課題と演習
a) 自律神経の文章のうち、「自律神経の「自律」というのは」から「る方向に向かわせる神経です。」までを一字一句違えずに書き写してください。
b) 自律神経の文章によると、自律神経にはどのような種類がありますか？
c) 自律神経の文章を、最後の文の後から書き継いでください。
── 提示テキスト
01) 心療内科と心身医学: 2009年12月アーカイブ

心と身体をつなぐルートの中でも比較的馴染みがあると思われる自律神経系について、心身医学の立場から述べたいと思います。この自律神経系については生理学的な立場からいろいろな専門的内容があると思いますが、ここでは細かいことは省略させて頂きます。

自律神経の「自律」というのは、運動神経などのように意識的に働かせることができるものではなく、状態に応じて「自動的に」調節される神経系ということです。

そして自律神経には交感神経と副交感神経とがあります。
交感神経は、身体を活動、緊張、攻撃などの方向に向かわせる神経で、手に汗を握ったようなときにより働いている神経です。副交感神経は内蔵の働きを高めたり、身体を休ませる方向に向かわせる神経です。

例えば、自律神経によって調節されるものの一つに心拍数があります。
────
── データセット
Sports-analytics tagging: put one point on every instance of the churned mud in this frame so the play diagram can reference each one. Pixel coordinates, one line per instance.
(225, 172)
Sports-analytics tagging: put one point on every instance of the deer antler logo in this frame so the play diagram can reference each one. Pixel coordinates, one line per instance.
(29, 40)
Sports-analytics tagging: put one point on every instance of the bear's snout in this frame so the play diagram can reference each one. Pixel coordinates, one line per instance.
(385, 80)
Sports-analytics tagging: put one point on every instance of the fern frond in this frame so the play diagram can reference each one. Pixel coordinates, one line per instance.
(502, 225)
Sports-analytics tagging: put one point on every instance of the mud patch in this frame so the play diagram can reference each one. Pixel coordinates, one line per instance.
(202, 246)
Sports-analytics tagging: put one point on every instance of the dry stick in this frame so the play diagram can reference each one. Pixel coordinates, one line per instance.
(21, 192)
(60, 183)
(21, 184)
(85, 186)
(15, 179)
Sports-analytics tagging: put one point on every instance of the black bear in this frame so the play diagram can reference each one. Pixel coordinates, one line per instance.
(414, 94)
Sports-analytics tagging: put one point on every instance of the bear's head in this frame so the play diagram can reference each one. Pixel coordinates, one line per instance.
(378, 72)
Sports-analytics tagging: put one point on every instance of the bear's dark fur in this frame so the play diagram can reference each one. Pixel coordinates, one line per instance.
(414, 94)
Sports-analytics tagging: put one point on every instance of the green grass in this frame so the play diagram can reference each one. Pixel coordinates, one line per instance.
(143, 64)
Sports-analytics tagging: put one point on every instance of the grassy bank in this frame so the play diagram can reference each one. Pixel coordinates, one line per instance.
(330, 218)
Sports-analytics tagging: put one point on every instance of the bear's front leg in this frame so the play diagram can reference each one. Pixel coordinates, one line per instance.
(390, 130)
────
── データセット
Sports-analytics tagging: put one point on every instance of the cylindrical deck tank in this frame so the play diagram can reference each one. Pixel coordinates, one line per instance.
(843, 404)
────
── データセット
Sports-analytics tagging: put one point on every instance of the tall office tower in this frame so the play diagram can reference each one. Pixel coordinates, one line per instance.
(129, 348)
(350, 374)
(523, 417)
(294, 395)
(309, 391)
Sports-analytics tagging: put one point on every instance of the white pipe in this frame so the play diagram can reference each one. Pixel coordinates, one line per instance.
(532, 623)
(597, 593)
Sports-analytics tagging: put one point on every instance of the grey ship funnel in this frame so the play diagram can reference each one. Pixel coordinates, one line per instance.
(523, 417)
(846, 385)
────
記述解答
a)
自律神経の「自律」というのは、運動神経などのように意識的に働かせることができるものではなく、状態に応じて「自動的に」調節される神経系ということです。

そして自律神経には交感神経と副交感神経とがあります。
交感神経は、身体を活動、緊張、攻撃などの方向に向かわせる神経で、手に汗を握ったようなときにより働いている神経です。副交感神経は内蔵の働きを高めたり、身体を休ませる方向に向かわせる神経です。

b) 交感神経と副交感神経です。

c)
普通は1分間に約60~80回くらいの心拍がありますが、運動をするとそれが100から150くらいに増えます。運動以外でも、例えば人前で緊張したりすると「ドキドキする」などと言いますが、そのようなときには心拍数が安静時よりも上がっているのが普通です。

そのようなときには交感神経の緊張が副交感神経の緊張を上回った状態にあると考えられます。ぐっすりと眠っているときには逆に副交感神経優位となり、その人の変動の中で最も低い心拍数に近い状態になっているでしょう。

このように、自律神経の働きによって、身体の状態や周囲の状況に反応して心拍数は増えたり減ったりします。例えば運動をしたときには身体に多くの血液を送る必要があるので、自動的に心拍数が上がります。「これから運動をするから心拍数を上げておこう」などと、意識的に上げるものではないし、通常はできるものでもありません。

このように本来自律神経というのは意識しないでも勝手に調整されて、身体をより適切な状態に持っていこうとしてくれる、言わばありがたい神経なのです。
これをいちいち自分の意識で調整していては大変です。まして、眠っている間に調整などできるものではありません。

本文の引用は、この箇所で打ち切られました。